PAGE:
◆ ◆ ◆ ◆ ◆ ◆ ◆

Reputation: 1510
I have a weird CSV that has "null" as a value, as well it has an empty cell as a value.
So my row looks like this:
null,0,0,0,1,,,,0,0,0,null
I'm doing nothing but reading and rewriting a file:
f = pd.read_csv(input_file,sep=',', quotechar='"', engine='python', converters={i: str for i in range(0, 155)})
f.to_csv(output_file, sep=',', escapechar=' ', quotechar='"', quoting=csv.QUOTE_MINIMAL, index=False)
Above is technically "renaming" a file, but this is to prove that I'm getting the same values for the whole file, later I'll trim certain columns (which I did already, but figured out data is wrong).
So, how do I preserve both "null", and " " without reading each row/column, and making a function that checks every single cell?
Is that even possible?
I tried na_rep="null", but then all '' are converted to 'null', or if I drop them, then I loose my 'null' values.
Upvotes: 3
Views: 4598
Reputation: 18647
To ignore the handling of NaN
values altogether you can pass the na_filter=False
argument to read_csv
method:
f = (pd.read_csv(input_file,sep=',',
quotechar='"',
engine='python',
converters={i: str for i in range(0, 155)},
na_filter=False))

◆ ◆ ◆ ◆ ◆ ◆ ◆

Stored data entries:
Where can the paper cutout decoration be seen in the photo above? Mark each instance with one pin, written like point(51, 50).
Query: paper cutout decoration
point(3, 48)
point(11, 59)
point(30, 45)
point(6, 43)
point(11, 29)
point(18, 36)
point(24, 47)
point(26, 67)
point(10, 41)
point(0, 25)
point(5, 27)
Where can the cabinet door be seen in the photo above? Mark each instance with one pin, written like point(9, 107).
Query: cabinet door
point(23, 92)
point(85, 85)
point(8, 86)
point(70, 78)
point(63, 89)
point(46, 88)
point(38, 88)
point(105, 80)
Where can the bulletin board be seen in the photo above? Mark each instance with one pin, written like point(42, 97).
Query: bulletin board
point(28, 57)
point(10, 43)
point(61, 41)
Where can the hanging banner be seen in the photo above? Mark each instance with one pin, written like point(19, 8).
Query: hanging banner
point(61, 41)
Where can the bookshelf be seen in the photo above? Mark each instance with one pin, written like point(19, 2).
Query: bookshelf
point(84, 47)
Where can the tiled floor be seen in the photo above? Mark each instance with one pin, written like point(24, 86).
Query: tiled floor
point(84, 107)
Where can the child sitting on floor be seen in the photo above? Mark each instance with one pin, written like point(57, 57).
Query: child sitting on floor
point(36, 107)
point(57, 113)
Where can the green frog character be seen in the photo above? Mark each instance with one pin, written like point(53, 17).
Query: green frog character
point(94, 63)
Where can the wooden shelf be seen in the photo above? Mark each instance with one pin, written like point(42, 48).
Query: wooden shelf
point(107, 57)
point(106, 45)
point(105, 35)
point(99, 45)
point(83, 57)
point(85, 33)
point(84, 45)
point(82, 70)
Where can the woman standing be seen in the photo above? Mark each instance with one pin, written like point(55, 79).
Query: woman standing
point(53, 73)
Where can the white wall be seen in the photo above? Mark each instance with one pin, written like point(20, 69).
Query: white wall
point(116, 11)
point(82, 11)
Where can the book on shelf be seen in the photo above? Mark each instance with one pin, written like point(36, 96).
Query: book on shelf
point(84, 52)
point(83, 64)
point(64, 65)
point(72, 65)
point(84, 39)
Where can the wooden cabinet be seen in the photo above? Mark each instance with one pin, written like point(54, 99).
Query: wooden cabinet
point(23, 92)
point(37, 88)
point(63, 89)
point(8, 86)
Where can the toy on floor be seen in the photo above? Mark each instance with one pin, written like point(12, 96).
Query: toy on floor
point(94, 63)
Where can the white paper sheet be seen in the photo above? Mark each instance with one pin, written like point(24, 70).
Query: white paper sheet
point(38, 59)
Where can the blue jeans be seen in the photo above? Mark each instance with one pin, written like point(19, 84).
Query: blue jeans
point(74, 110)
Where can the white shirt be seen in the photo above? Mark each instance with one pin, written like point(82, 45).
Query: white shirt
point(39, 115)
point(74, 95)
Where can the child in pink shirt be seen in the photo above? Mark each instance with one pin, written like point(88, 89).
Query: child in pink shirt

◆ ◆ ◆ ◆ ◆ ◆ ◆

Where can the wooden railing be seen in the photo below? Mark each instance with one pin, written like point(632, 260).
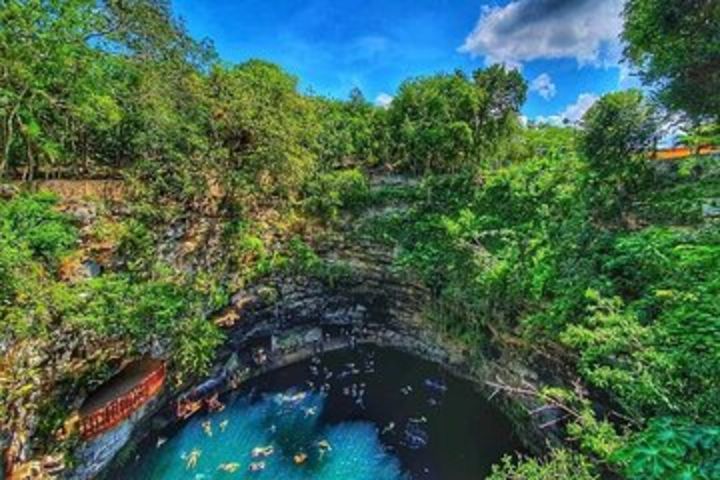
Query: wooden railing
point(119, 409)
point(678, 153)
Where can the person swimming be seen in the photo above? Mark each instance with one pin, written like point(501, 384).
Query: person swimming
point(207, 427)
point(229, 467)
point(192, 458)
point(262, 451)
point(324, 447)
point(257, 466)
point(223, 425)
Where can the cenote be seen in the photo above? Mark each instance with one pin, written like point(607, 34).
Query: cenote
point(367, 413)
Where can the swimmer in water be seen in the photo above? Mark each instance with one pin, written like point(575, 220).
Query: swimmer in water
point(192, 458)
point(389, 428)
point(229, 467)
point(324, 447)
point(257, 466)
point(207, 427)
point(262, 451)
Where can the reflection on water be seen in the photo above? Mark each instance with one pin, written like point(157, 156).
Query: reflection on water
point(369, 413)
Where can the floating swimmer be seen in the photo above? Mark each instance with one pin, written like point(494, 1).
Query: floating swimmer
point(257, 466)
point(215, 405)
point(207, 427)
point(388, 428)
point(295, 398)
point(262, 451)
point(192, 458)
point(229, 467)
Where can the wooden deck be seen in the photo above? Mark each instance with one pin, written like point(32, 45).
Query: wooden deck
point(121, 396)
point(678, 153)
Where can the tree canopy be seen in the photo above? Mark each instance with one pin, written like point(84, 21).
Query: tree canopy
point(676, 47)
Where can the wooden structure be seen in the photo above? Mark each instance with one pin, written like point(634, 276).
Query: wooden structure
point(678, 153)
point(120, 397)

◆ ◆ ◆ ◆ ◆ ◆ ◆

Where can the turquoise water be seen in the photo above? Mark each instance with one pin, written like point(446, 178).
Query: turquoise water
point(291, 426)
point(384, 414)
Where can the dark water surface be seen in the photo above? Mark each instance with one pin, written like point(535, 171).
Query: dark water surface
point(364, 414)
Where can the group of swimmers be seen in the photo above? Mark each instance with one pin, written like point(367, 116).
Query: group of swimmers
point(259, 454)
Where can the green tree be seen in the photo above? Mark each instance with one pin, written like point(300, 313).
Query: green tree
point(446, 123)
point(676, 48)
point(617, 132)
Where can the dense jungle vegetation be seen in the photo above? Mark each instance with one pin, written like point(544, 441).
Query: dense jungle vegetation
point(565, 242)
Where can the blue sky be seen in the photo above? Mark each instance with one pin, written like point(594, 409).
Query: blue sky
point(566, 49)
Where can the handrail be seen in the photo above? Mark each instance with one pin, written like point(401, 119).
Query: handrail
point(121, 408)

◆ ◆ ◆ ◆ ◆ ◆ ◆

TASKS TO COMPLETE:
• 1. From the pandas CSV thread, extract the passage that starts with the words containing "So, how do I" and ends with "my 'null' values.".
• 2. Answer these questions using the pandas CSV thread:
(a) What value did the asker try passing to na_rep?
(b) Which argument does the reply suggest passing to read_csv?
(c) How many views does the thread show?
• 3. Carry on the thread about preserving "null" and empty values in pandas CSV files from where it stops.
These records were taken from a separate source.

WRITTEN ANSWERS:
• 1.
So, how do I preserve both "null", and " " without reading each row/column, and making a function that checks every single cell?
Is that even possible?
I tried na_rep="null", but then all '' are converted to 'null', or if I drop them, then I loose my 'null' values.

• 2.
(a) "null"
(b) na_filter=False
(c) 4598

• 3.
Alternatively, if you require a bit more control over how values are handled, you can exclude defaults and pass in your own list of na_values
. For example:
f = (pd.read_csv(input_file,sep=',',
quotechar='"',
engine='python',
converters={i: str for i in range(0, 155)},
na_values=['nan', 'NaN'],
keep_default_na=False))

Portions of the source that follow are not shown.